SELECTED EXTRACT
I don't need justification, or to attach made-up meanings, to things I want.
I can just buy it.
You can too.

That's my sentiment too.

If I were to wait for someone to buy me jewellery, I would be waiting forever!

DK :))
 
Some days i feel like the only person i know with no ER
Its not the money or the wedding
i just want a ring from Gary

Aww I promise you that you are not the only person without a ring who is in a committed relationship. But you should get a ring since you want one! If you give us your budget we can maybe help you find your dream ring! Who needs Gary on board if he doesn't want to take part in it but better even if he does. Have you shared with him how much it would mean to you? Tell him you will find the ring but can he contribute to the budget for it?

((((HUGS))))) @Daisys and Diamonds. We can help you find the ring you are dreaming of with Gary's help or not.
 
Have you ever told Gary how you feel about it & suggested he buys you something? It doesn't have to be expensive or flashy, as long as it comes from HIM. And if he says nah, waste of money, go buy one for yourself :appl:

I've already told you my bestie in Wellington wears a ring full of different colour sapphires that her partner bought for her, as they have both been married twice before & are hesitant to do it again, though they're fully committed & own a house together.

When I was with my ex in Wellington, I wore a ring on my ring finger. It was a wide, heavy 18ct yellow gold band full of diamonds from Partridge Jewellers on Lambton Quay & i adored it (sadly no pics). I was happy to wear it as a compromise, as I had refused a proposal. Turned out he was a bit of a b@stard & my gut feelings were right :lol:

My forever bestie here in the UK has never been married & hasn't any children. She has lived with her gorgeous man for 12 years now, but he is reluctant to marry due to watching his parents acrimonious divorce when he was 19. It was nasty & really upset him.

So.... she took some old pieces of her grandmothers that weren't to her taste & had a goldsmith work his magic. Now on her ring finger she has a really unique Tanzanite & diamond ring, all swirled in platinum bubbles. He partner adores it & has no issue with her wearing a ring to symbolise that she is in a healthy, committed relationship.
 
Some days i feel like the only person i know with no ER
Its not the money or the wedding
i just want a ring from Gary

I completely get this, @Daisys and Diamonds. It's not the ring, per se. It's the ring....from Gary.

Have you spoken to him about this? About wanting a little more security? Some obvious sign that he's chosen you for all time? That you're in a partnership? That he values you enough to 'put a ring on it' - official piece of paper or no official piece of paper.

I know how much you do for him and it doesn't seem unreasonable to want some tangible sign that the commitment runs both ways. I know the ring is only supposed to be symbolic of the commitment - and it's the commitment that's the big deal - I mean, I get it. But romantic gestures mean something. They just do.

Big hugs to you, @Daisys and Diamonds! <3
 
Some days i feel like the only person i know with no ER
Its not the money or the wedding
i just want a ring from Gary

Aww, I’m sorry. I completely understand how you feel. I waited 10 years to get an engagement ring from my husband.
I purchased my own diamond prior to that but what I really wanted was something from my husband. He is so terrible with getting me gifts but honestly I would have been so happy with a diamond chip as long as he would have bought it and made the effort.
Finally I just told him, our 10th anniversary is coming up and this is what I want. There was no ultimatum or guilt trip. I just told him this is what I really want and I think I deserve it. Some men need guidance. My husband needs guidance.

SOURCE MATERIAL

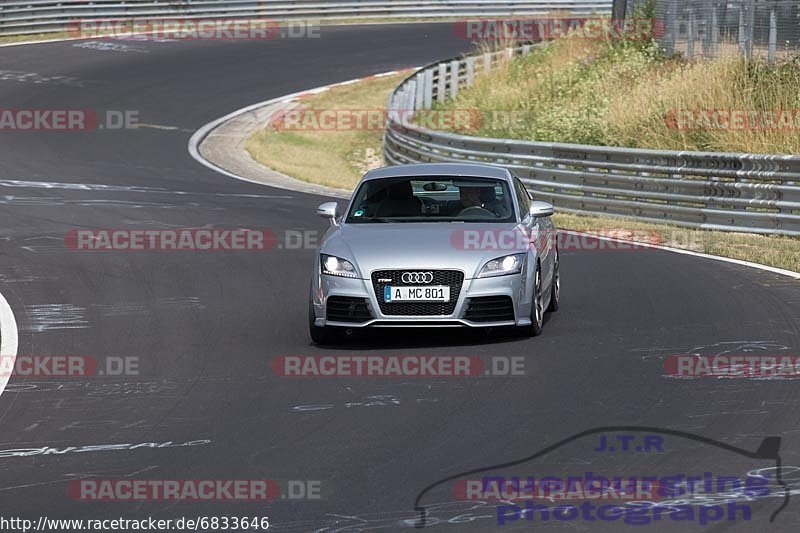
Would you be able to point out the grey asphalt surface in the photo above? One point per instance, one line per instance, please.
(205, 326)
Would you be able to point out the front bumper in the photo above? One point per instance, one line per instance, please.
(511, 286)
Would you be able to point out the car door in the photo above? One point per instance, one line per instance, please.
(542, 232)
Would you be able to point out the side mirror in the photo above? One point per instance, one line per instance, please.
(328, 210)
(541, 209)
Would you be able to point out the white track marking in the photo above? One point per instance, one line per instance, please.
(198, 136)
(9, 339)
(740, 262)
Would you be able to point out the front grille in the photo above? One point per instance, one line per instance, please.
(453, 278)
(490, 309)
(347, 309)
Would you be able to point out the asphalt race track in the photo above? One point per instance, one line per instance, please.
(205, 326)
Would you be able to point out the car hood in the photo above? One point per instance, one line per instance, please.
(424, 245)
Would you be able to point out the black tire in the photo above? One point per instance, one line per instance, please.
(319, 334)
(555, 287)
(537, 309)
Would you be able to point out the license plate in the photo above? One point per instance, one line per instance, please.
(427, 293)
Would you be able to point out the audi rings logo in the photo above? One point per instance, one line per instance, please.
(417, 277)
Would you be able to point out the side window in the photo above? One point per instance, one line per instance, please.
(523, 198)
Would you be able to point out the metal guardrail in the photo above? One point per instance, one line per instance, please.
(724, 191)
(20, 17)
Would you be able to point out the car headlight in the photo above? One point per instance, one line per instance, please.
(336, 266)
(502, 266)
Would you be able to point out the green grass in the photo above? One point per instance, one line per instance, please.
(619, 93)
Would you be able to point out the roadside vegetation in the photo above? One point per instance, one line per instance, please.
(332, 157)
(339, 158)
(628, 93)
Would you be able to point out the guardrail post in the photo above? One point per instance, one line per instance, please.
(441, 89)
(671, 17)
(619, 9)
(419, 86)
(470, 71)
(773, 36)
(713, 34)
(455, 65)
(428, 99)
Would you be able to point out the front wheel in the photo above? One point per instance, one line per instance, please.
(537, 309)
(555, 287)
(319, 334)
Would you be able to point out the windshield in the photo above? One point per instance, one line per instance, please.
(434, 199)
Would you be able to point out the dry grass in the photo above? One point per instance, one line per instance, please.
(332, 158)
(620, 94)
(336, 159)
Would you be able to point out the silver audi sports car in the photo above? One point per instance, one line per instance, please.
(435, 245)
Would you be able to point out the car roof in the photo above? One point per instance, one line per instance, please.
(474, 170)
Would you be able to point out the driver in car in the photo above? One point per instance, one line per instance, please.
(481, 197)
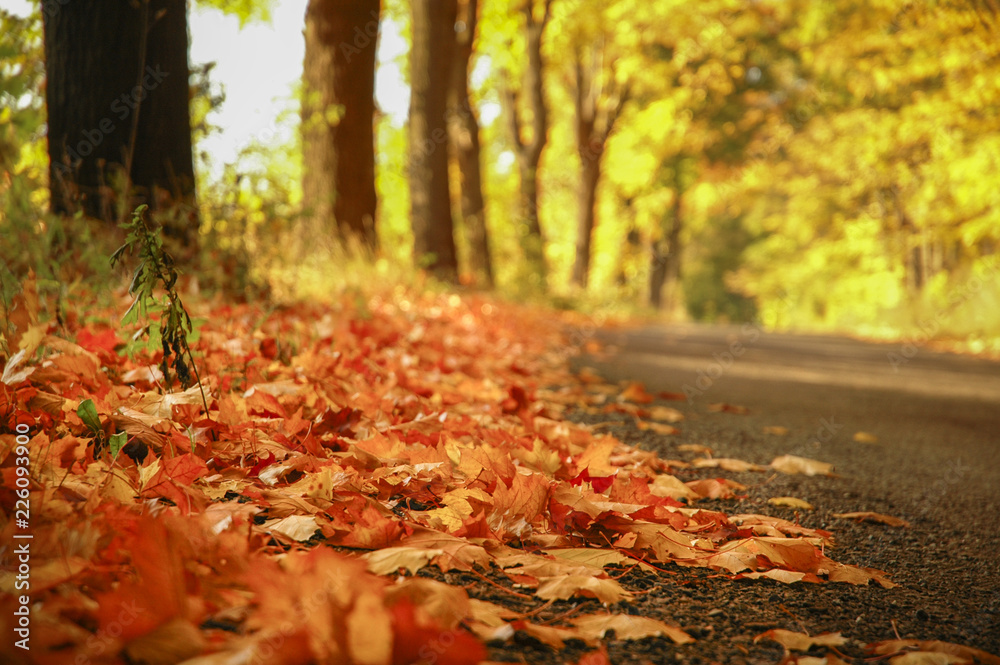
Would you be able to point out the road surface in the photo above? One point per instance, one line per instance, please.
(929, 452)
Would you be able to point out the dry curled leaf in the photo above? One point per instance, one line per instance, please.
(790, 502)
(793, 464)
(864, 516)
(793, 641)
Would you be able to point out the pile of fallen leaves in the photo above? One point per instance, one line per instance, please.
(344, 449)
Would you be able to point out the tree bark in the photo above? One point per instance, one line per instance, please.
(430, 69)
(595, 118)
(117, 97)
(665, 270)
(529, 149)
(464, 134)
(338, 110)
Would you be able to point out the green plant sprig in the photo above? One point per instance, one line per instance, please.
(156, 269)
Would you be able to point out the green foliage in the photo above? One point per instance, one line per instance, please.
(154, 271)
(248, 11)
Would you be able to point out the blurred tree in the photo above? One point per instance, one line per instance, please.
(464, 136)
(430, 70)
(598, 101)
(338, 110)
(117, 98)
(530, 145)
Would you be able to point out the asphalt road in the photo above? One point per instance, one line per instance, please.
(935, 460)
(936, 415)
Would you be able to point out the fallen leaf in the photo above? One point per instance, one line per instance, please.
(726, 464)
(793, 464)
(659, 428)
(722, 407)
(665, 414)
(793, 641)
(636, 392)
(888, 647)
(296, 527)
(864, 516)
(628, 627)
(790, 502)
(696, 448)
(865, 437)
(565, 587)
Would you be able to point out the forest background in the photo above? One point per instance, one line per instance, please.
(811, 165)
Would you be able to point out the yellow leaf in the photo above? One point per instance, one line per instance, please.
(389, 560)
(369, 631)
(793, 464)
(790, 502)
(628, 627)
(565, 587)
(801, 641)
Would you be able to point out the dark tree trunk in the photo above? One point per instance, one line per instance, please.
(464, 134)
(338, 110)
(665, 271)
(529, 150)
(430, 70)
(117, 70)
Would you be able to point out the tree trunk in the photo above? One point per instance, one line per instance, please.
(586, 219)
(464, 134)
(665, 272)
(430, 69)
(117, 97)
(595, 118)
(338, 110)
(530, 149)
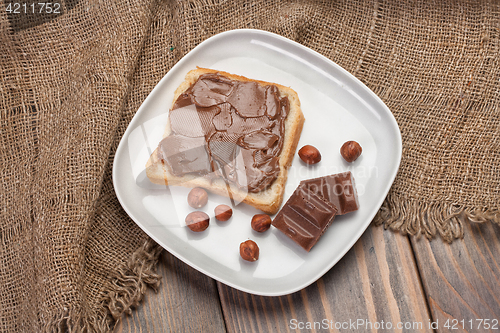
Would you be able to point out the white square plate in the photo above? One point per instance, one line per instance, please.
(337, 108)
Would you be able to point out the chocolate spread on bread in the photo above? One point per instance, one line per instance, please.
(227, 128)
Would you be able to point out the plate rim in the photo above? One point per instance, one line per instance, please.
(358, 234)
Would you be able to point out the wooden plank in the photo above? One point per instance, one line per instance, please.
(462, 279)
(376, 282)
(187, 301)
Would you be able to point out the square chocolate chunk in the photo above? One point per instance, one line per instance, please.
(338, 189)
(305, 217)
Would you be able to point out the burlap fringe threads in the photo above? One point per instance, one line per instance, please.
(419, 218)
(125, 290)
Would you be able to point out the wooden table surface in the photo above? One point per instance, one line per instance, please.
(386, 283)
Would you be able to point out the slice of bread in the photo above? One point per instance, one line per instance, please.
(268, 200)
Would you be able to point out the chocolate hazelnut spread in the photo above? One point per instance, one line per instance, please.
(227, 128)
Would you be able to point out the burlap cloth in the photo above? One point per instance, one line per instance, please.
(71, 259)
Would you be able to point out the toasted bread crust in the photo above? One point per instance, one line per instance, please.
(268, 200)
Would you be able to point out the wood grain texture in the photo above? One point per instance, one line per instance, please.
(462, 279)
(187, 301)
(377, 282)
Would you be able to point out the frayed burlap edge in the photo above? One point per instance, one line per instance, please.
(416, 218)
(125, 290)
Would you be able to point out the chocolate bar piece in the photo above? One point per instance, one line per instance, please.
(338, 189)
(305, 217)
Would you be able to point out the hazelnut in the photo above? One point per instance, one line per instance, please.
(261, 222)
(350, 151)
(197, 197)
(249, 250)
(223, 212)
(197, 221)
(309, 154)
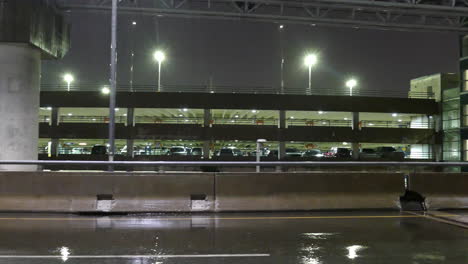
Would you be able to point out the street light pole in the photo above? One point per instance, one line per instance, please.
(159, 56)
(351, 84)
(113, 82)
(281, 35)
(68, 78)
(159, 76)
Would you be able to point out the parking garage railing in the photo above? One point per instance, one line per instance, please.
(237, 89)
(235, 163)
(241, 121)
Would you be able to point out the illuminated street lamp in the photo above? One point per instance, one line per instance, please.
(351, 84)
(310, 61)
(105, 90)
(160, 57)
(68, 78)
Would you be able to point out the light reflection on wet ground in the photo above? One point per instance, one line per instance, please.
(306, 238)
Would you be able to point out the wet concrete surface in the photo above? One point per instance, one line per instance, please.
(308, 238)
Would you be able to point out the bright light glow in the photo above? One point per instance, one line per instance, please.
(159, 56)
(68, 78)
(310, 60)
(64, 253)
(351, 83)
(353, 250)
(105, 90)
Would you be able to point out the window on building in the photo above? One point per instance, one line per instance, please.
(451, 146)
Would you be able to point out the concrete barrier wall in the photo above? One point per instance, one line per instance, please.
(307, 191)
(441, 190)
(192, 192)
(131, 192)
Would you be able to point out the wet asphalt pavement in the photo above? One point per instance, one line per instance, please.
(309, 238)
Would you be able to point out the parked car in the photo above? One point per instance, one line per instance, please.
(390, 153)
(312, 153)
(178, 151)
(368, 153)
(197, 152)
(273, 153)
(340, 152)
(230, 152)
(293, 152)
(99, 150)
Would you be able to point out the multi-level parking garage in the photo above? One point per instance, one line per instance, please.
(73, 122)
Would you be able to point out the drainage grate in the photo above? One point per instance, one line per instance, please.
(104, 202)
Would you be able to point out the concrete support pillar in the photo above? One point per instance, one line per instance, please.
(207, 118)
(282, 119)
(20, 68)
(281, 149)
(206, 149)
(54, 122)
(130, 145)
(130, 123)
(281, 125)
(54, 147)
(356, 128)
(131, 117)
(54, 116)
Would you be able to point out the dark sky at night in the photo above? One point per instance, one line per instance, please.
(241, 53)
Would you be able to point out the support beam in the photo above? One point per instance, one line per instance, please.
(20, 68)
(356, 128)
(336, 13)
(207, 118)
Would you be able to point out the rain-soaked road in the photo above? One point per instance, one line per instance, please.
(312, 238)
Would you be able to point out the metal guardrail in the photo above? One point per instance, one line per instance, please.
(237, 89)
(233, 163)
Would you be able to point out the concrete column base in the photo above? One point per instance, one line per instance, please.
(20, 68)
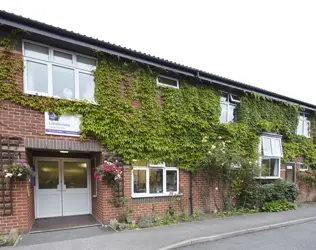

WRITTEN TASKS
a – In the forum posts about engagement rings, which jeweller sold the wide 18ct yellow gold band worn during the relationship in Wellington?
b – Pick out each line of the listing that contains the word "grass".
The forum posts and the listing have nothing to do with each other.

EXPECTED RESPONSES
a – Partridge Jewellers on Lambton Quay.

b –
Would you be able to point out the green grass in the photo above? One point per instance, one line per instance, please.
Would you be able to point out the dry grass in the photo above? One point per instance, one line per instance, please.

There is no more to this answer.